7.             Mitigation;
Exclusivity of Benefits.

 

(a)           The Executive shall not
be required to mitigate the amount of any benefits hereunder by seeking other employment
or otherwise, nor shall the amount of any such benefits be reduced by any
compensation earned by the Executive as a result of employment by another
employer after the Date of Termination or otherwise, except as set forth in
Section 5(h)(B)(ii) hereof.

 

(b)           The specific
arrangements referred to herein are not intended to exclude any other benefits
which may be available to the Executive upon a termination of employment with
the Employer pursuant to employee benefit plans of the Employer or otherwise.

 

8.             Withholding. All
payments required to be made by the Employer hereunder to the Executive shall
be subject to the withholding of such amounts, if any, relating to tax and
other payroll deductions as the Employer may reasonably determine should be withheld
pursuant to any applicable law or regulation.

 

9.             Competitive
Activities.

 

(a)           The Executive agrees
and acknowledges that by virtue of his employment hereunder, he will maintain
an intimate knowledge of the activities and affairs of the Employer, including
trade secrets, plans, business plans, strategies, projections, market studies,
customer information, employee records and other internal proprietary and
confidential information and matters (collectively “Confidential Information”).
As a result, and also because of the special, unique and extraordinary services
that the Executive is capable of performing for the Employer or one of its
competitors, the Executive recognizes that the services to be rendered by him hereunder
are of a character giving them a peculiar value, the loss of which cannot be
adequately or reasonably compensated for by damages.

 

(b)           Except for the purpose
of carrying out his duties hereunder, the Executive will not remove or retain,
or make copies or reproductions of, any figures, documents, records, discs,
computer records, calculations, letters, papers, or recorded or documented
information of any type or description relating to the business of the Employer.
The Executive agrees that he will not divulge to others any information
(whether or not documented or recorded) or data acquired by him while in the
Employer’s employ relating to methods, processes or other trade secrets or
other Confidential Information.

 

(c)           The Executive agrees
that the Employer is, and shall be, the sole and exclusive owner of all
improvements, ideas and suggestions, whether or not subject to patent or
trademark protection, and all copyrightable materials which are conceived by
the Executive during his employment, which relate to the business of the Employer,
which are confidential, or which are not readily ascertainable from persons or
other sources outside the Employer.

 

7

 

(d)           Unless the Executive’s
employment is terminated in connection with or following a Change in Control,
then for a period of one year after the termination of employment, the
Executive shall not, directly or indirectly, solicit, induce, encourage or
attempt to influence any client, customer or employee of the Employer to cease
to do business with, or to terminate any employee’s employment with, the
Employer. The Executive shall not be subject to any of the limitations set
forth in the preceding sentence if the Executive’s employment is terminated in
connection with or following a Change in Control.

* * * *

* WRITTEN TASK 1
Could you translate this sentence from the agreement excerpt into Spanish: "The specific arrangements referred to herein are not intended to exclude any other benefits which may be available to the Executive upon a termination of employment with the Employer pursuant to employee benefit plans of the Employer or otherwise."
The rows below the agreement excerpt have no connection to it.

* * * *

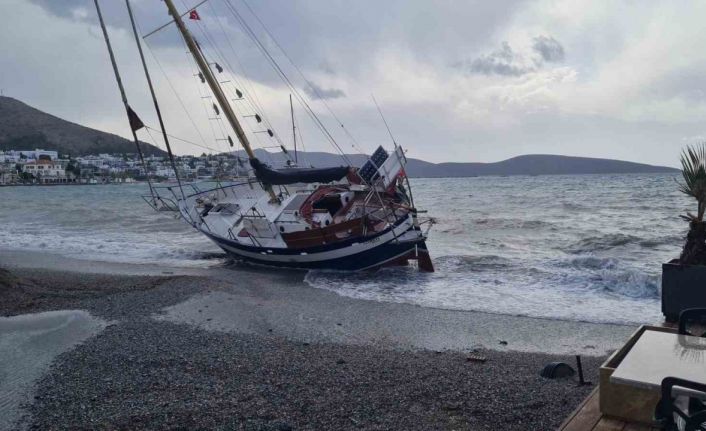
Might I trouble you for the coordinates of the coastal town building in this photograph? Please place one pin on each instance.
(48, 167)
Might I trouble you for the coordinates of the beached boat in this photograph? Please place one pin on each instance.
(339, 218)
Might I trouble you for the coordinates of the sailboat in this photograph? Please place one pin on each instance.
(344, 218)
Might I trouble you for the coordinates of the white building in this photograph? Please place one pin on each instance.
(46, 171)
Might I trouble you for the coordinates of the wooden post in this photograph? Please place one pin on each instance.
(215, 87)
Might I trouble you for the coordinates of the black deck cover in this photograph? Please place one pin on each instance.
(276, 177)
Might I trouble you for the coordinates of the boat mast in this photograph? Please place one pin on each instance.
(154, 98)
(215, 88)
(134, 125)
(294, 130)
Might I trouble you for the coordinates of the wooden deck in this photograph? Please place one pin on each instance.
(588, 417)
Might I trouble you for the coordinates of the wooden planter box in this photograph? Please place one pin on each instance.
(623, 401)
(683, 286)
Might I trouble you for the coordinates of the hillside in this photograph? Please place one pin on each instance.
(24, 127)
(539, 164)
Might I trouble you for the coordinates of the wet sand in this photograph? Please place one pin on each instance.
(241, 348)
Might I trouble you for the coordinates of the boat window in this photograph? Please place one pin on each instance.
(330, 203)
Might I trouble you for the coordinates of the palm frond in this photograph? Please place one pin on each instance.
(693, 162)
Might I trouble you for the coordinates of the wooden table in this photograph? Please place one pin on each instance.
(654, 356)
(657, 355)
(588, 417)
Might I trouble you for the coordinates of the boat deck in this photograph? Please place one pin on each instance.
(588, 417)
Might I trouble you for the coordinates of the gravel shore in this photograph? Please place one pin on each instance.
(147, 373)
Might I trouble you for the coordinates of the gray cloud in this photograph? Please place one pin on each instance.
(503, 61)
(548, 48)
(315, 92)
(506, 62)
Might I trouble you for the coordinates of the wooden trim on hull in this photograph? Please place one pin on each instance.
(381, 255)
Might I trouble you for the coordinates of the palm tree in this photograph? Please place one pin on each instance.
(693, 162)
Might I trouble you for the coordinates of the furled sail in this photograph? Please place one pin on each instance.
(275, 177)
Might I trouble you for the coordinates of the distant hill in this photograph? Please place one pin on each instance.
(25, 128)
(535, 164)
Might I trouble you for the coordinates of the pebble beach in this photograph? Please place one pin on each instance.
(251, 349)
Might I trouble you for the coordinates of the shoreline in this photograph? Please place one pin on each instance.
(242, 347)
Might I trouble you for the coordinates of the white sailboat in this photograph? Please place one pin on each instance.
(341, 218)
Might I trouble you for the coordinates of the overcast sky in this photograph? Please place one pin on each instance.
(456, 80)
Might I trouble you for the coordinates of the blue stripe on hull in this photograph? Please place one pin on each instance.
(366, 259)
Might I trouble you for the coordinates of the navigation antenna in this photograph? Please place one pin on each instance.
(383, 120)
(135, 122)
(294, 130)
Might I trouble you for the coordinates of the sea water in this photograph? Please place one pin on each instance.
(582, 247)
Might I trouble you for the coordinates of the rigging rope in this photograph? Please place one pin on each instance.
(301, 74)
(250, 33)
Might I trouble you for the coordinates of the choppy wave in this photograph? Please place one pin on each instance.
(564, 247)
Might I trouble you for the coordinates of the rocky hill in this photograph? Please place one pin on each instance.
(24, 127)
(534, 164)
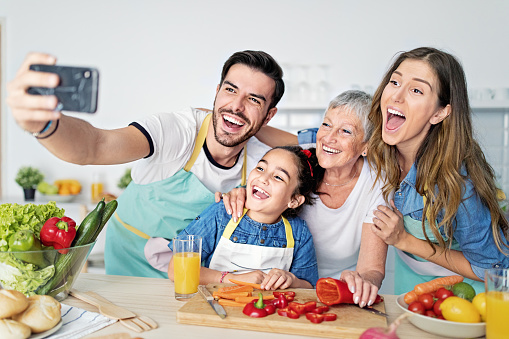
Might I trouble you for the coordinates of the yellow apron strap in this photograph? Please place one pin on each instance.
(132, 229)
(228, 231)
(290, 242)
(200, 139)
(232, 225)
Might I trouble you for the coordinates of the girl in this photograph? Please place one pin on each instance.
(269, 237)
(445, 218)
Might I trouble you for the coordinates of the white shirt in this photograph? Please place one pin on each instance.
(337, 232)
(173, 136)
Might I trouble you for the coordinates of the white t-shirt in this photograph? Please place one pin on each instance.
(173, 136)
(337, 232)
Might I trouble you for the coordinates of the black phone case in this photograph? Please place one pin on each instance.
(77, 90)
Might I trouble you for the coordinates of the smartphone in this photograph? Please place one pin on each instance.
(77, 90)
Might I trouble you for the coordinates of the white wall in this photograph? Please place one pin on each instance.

* * * *

* WRITTEN TASK 2
Can you output the rows as a JSON list of strings, one per line, starting with the line that contains "Might I trouble you for the coordinates of the white shirt" and going on through the last of the rows, with blank lines left out?

* RIGHT ANSWER 1
Los acuerdos específicos mencionados en el presente documento no tienen por objeto excluir ningún otro beneficio que pueda corresponder al Ejecutivo al terminar su empleo con el Empleador conforme a los planes de beneficios para empleados del Empleador o de otro modo.

* RIGHT ANSWER 2
[
  "Might I trouble you for the coordinates of the white shirt in this photograph? Please place one pin on each instance.",
  "(337, 232)",
  "(173, 136)",
  "Might I trouble you for the coordinates of the white t-shirt in this photograph? Please place one pin on each instance.",
  "(173, 136)",
  "(337, 232)",
  "Might I trouble you for the coordinates of the black phone case in this photograph? Please place one pin on each instance.",
  "(77, 90)",
  "Might I trouble you for the coordinates of the smartphone in this photograph? Please place one pin on each instance.",
  "(77, 90)",
  "Might I trouble you for the coordinates of the white wall in this photograph? Please place one pin on each instance."
]